Named object pointing entries

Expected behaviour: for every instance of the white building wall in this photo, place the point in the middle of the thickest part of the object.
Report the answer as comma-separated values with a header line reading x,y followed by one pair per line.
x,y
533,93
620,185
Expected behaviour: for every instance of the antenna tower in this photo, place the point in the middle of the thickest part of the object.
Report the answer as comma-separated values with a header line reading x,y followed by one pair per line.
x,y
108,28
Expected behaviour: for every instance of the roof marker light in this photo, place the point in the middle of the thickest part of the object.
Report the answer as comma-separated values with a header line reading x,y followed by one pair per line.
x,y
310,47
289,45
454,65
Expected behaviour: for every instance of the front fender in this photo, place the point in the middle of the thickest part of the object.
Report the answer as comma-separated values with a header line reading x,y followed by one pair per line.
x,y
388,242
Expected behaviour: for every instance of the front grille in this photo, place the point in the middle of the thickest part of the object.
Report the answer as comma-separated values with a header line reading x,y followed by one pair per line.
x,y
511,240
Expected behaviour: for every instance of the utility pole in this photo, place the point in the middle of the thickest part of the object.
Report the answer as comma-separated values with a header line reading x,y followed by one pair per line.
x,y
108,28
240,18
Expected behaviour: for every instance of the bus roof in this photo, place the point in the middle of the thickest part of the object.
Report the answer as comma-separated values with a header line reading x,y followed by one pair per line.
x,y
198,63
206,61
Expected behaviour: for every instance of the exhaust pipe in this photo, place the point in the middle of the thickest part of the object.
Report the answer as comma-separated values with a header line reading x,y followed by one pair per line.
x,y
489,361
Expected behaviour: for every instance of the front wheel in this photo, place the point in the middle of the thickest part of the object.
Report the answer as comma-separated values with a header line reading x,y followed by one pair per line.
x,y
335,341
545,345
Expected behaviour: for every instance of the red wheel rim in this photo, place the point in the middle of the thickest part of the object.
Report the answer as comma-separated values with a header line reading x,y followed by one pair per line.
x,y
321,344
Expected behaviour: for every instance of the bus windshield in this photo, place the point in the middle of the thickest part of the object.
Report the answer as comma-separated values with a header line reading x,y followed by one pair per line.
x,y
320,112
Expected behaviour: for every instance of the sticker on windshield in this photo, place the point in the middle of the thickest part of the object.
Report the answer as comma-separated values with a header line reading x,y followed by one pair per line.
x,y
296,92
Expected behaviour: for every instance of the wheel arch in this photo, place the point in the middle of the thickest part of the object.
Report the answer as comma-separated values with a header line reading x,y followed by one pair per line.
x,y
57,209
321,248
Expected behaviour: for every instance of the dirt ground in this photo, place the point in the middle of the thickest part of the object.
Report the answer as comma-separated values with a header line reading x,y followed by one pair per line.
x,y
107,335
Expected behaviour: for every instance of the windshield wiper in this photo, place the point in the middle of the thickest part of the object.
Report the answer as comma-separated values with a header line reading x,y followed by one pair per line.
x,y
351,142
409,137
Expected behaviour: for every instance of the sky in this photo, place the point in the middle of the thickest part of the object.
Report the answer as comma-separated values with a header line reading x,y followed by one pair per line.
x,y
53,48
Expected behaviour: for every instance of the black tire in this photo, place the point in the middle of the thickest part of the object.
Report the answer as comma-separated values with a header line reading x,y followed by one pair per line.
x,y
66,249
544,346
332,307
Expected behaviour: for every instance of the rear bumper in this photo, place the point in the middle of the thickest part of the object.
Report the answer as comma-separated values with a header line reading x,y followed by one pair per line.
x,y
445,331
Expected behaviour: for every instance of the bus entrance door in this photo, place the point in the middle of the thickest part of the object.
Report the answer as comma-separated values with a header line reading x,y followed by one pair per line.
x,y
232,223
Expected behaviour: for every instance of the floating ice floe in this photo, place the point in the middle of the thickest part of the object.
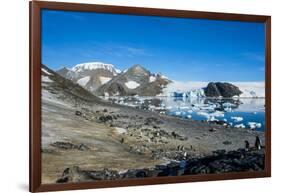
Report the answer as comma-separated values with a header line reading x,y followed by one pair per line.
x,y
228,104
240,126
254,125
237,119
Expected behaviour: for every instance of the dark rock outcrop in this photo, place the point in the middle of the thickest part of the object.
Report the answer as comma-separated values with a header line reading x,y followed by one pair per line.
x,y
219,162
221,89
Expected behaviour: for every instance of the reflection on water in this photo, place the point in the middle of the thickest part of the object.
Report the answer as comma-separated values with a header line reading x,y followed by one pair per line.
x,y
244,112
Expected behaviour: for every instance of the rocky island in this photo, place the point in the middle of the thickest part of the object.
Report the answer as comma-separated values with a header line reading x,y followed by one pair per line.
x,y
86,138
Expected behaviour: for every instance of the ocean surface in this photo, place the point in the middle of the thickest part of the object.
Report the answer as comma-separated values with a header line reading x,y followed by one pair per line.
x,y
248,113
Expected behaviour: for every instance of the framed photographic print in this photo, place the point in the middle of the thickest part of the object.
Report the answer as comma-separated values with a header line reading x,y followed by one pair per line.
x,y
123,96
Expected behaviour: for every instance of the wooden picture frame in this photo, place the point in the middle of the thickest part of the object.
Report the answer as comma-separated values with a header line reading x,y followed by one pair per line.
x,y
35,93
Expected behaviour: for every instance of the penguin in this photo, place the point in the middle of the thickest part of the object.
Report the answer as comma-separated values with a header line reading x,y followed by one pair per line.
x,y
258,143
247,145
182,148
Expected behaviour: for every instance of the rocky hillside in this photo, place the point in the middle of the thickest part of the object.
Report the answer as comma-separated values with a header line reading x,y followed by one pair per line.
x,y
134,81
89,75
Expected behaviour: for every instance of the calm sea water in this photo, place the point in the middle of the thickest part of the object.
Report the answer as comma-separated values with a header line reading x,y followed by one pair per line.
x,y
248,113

Set exercise: Only the lines from the one containing "Expected behaviour: for every instance of the reflection" to the end of the listing belong in the output, each reproduced exactly.

Worked answer:
Expected behaviour: for every instance of the reflection on water in this photo, place the point in the middle of the thickest part of the object.
Report the answer as comma-separated values with a header line reading x,y followed by one pair per line.
x,y
244,112
Expected behaviour: for every instance of the rocky island in this photo, place the point in the middle of the thickest part of the object.
Report the answer as comma-separated values with a header line reading x,y followed by one pair per line.
x,y
86,138
Expected behaviour: for every instance of the ocean surface in this photo, place the point in the middle of the thickest part of the object.
Report the answer as comma-separated values with a header line reading x,y followed by one pair per line.
x,y
248,113
Expected behaviour: for every instance of the framed photographic print in this photo, place the point in the middle of the thickest part of the object.
Report the answer as comma-separated values with a header line reading x,y followed by one pair per line.
x,y
123,96
Expected behaviour: for every instance of the wooden picture frame in this photo, place the point in the middle of the thickest part of the object.
Report the answer as comma-separated values with a header line reading x,y followed by one pair per line.
x,y
35,93
Expected behaviour: for every instance of the penguin in this photo, place the point in the middle of the thickest part of the object.
Report the answer as comma-separated values with a header line reading x,y followed by one pair per line.
x,y
258,143
247,145
182,148
Expected behaviour: for every instance of the rocky hillside in this photo, place the point in the middle of the thickest part of the object.
Report the answer as comma-separated values with a header line reading x,y followed by one pair per line.
x,y
134,81
89,75
Expected behaviour: for every instance of the calm sea water in this photo, place the point in the middle of the thickest part of the object.
Report the answer as comma-separated values with a header line reading x,y followed by one pair per line.
x,y
248,113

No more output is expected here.